Recorded data
__________________________________________________

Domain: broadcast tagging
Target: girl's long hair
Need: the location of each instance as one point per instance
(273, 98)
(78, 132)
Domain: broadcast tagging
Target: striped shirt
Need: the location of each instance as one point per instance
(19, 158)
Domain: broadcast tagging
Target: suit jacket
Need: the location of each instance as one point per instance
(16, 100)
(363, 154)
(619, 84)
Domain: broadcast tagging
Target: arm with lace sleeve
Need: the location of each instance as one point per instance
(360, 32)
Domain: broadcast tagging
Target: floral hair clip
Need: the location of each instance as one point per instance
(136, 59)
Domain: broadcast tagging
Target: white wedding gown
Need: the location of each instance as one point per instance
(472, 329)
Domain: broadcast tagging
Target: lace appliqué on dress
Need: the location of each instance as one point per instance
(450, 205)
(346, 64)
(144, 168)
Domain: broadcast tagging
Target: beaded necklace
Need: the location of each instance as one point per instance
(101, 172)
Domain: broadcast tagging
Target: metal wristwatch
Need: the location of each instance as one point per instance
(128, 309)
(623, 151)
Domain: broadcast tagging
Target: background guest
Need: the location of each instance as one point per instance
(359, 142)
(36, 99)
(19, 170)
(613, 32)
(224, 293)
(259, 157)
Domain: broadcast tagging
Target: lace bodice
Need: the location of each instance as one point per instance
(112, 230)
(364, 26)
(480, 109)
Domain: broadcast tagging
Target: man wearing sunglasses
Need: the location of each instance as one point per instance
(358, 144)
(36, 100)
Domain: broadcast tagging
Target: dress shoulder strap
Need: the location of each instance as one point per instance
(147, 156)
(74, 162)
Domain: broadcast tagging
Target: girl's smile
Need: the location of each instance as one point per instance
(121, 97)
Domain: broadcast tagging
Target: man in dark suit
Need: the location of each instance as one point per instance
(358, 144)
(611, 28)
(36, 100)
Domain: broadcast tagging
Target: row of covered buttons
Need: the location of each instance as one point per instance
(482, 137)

__________________________________________________

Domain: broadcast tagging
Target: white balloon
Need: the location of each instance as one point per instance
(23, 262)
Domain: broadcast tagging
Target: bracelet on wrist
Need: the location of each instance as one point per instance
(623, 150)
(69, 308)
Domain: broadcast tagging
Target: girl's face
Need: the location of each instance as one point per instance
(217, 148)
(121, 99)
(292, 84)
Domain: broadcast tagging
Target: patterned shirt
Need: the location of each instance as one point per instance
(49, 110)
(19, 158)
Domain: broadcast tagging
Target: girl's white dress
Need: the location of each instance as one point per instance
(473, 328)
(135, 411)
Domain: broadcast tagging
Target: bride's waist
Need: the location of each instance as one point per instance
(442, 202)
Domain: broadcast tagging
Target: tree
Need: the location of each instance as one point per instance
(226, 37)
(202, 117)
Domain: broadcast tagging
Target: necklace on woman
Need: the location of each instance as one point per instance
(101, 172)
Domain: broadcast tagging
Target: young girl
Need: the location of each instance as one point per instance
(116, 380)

__________________________________________________

**Your goal**
Return every line of the records that contains the word "dress".

**Solution for this task**
Target: lace appliqué on dress
Target: dress shoulder strap
Target: girl's white dress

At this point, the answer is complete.